=== SCHRIFTELIJKE OPDRACHT A ===
Geef voor elk van de volgende beweringen aan of ze klopt met de tekst over het vertrek van Hermes Sanctorum uit Groen. Antwoord telkens met ja of nee en citeer de woorden uit de tekst die de doorslag geven: (i) Sanctorum blijft na zijn vertrek als onafhankelijke zetelen. (ii) Volgens Sanctorum ligt de reden van zijn vertrek vooral bij de werking van Groen. (iii) Sanctorum is lid van het federale parlement.
=== SCHRIFTELIJKE OPDRACHT B ===
Zet de tekst over het vertrek van Hermes Sanctorum uit Groen voort, te beginnen na de laatste zin die er staat.

── AANGELEVERDE TEKST

De ene particratie is de andere niet

Het voorbije weekend werd bekend dat Hermes Sanctorum, Vlaams parlementslid voor Groen, uit zijn partij stapt en als onafhankelijke zal zetelen. Sanctorum ijvert voor een verbod op onverdoofd slachten en klaagt aan dat dit verbod er nog steeds niet is. De reden van zijn exit uit de partij is volgens Sanctorum niet zozeer gelegen aan de werking van Groen, maar wel aan de algehele politieke werking. Sanctorum laakt de macht van de partijen: zij zouden het vrije initiatief van de gekozen volksvertegenwoordigers teveel aan banden leggen, waardoor het parlement te vaak een gedrilde stemmachine is.

────
── BRONMATERIAAL

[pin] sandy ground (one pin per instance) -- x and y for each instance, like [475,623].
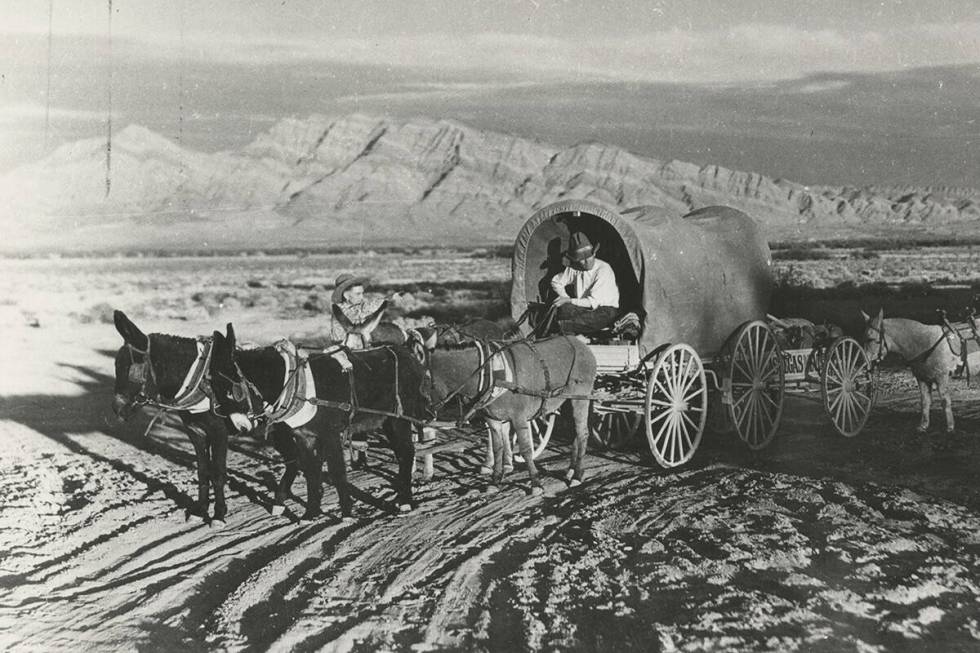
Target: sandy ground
[819,543]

────

=== ANTWOORD A ===
(i) Ja: "als onafhankelijke zal zetelen".
(ii) Nee: "niet zozeer gelegen aan de werking van Groen, maar wel aan de algehele politieke werking".
(iii) Nee: "Vlaams parlementslid voor Groen".

=== ANTWOORD B ===
Het is een regelmatig terugkerende kritiek op ons politieke bestel: we leven niet in een democratie, waar het volk de macht heeft, maar in een particratie, waar de politieke partijen de macht hebben. De vorm van particratie die Sanctorum aanklaagt is echter onvermijdelijk en zelfs nodig in ons coalitiesysteem.

Een coalitie maakt bij de start een regeerakkoord dat in grote lijnen bepaalt welk beleid er zal gevoerd worden. Dat akkoord is steeds een compromis: niet met alles is elke partij of parlementslid van de coalitie even gelukkig. En dan worden partijdiscipline en particratie erg belangrijk.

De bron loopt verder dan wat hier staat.